[BRIEF]:
Determine how many of the rows below contain the string "target", and reply with that number alone.

[Dataset records]:
◇ ◇ ◇ ◇ ◇ ◇ ◇
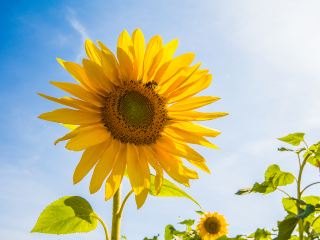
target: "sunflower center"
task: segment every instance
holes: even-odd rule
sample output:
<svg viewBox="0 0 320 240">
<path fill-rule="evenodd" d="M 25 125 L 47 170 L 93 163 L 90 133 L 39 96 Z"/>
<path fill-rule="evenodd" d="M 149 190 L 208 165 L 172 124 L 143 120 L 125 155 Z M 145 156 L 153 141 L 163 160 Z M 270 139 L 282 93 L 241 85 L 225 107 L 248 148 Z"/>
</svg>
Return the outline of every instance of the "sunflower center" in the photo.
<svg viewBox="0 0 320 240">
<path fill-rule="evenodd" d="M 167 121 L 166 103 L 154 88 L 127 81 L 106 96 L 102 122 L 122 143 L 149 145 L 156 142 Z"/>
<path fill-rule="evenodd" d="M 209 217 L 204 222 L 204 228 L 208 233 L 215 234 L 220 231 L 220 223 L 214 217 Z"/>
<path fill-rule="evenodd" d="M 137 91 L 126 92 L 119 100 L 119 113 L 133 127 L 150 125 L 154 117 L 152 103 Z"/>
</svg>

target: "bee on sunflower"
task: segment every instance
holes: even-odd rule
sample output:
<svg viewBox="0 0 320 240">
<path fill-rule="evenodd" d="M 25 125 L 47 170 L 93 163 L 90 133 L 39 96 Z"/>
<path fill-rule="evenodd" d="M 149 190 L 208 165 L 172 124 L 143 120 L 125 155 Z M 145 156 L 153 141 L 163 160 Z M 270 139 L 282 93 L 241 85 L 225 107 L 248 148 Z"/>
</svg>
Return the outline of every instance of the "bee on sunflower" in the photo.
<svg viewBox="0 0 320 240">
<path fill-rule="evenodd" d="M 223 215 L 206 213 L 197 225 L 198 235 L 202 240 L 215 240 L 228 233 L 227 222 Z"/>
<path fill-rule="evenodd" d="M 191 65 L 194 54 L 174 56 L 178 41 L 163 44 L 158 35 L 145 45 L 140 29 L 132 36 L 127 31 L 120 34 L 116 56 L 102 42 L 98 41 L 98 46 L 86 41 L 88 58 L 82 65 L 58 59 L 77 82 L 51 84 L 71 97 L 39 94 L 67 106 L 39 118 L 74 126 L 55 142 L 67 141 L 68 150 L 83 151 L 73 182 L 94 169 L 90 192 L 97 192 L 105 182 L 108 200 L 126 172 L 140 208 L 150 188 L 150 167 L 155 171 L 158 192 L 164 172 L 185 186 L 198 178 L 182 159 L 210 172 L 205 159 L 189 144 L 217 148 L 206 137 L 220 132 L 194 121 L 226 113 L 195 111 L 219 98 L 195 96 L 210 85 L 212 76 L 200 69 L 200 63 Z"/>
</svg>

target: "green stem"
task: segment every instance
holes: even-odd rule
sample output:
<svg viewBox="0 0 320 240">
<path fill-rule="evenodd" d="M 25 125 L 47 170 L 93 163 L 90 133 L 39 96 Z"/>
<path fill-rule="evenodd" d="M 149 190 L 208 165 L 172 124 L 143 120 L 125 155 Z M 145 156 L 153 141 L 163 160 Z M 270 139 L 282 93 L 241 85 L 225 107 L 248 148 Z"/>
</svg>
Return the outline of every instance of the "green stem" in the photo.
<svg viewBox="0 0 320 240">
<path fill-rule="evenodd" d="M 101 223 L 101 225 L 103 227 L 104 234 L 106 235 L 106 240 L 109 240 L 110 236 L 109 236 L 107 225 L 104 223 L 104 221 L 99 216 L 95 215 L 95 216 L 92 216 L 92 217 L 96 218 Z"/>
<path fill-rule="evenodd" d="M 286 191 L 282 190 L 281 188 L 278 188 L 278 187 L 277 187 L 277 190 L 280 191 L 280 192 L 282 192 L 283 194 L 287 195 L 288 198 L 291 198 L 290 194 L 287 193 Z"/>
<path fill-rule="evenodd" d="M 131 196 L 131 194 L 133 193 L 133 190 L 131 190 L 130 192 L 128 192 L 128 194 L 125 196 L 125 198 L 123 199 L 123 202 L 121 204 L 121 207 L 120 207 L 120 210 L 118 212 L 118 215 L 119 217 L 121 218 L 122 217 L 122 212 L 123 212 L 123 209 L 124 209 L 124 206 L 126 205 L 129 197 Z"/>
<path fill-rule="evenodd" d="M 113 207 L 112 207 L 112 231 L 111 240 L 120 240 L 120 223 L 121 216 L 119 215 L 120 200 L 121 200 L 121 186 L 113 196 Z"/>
◇ ◇ ◇ ◇ ◇ ◇ ◇
[ANSWER TO THIS PROBLEM]:
3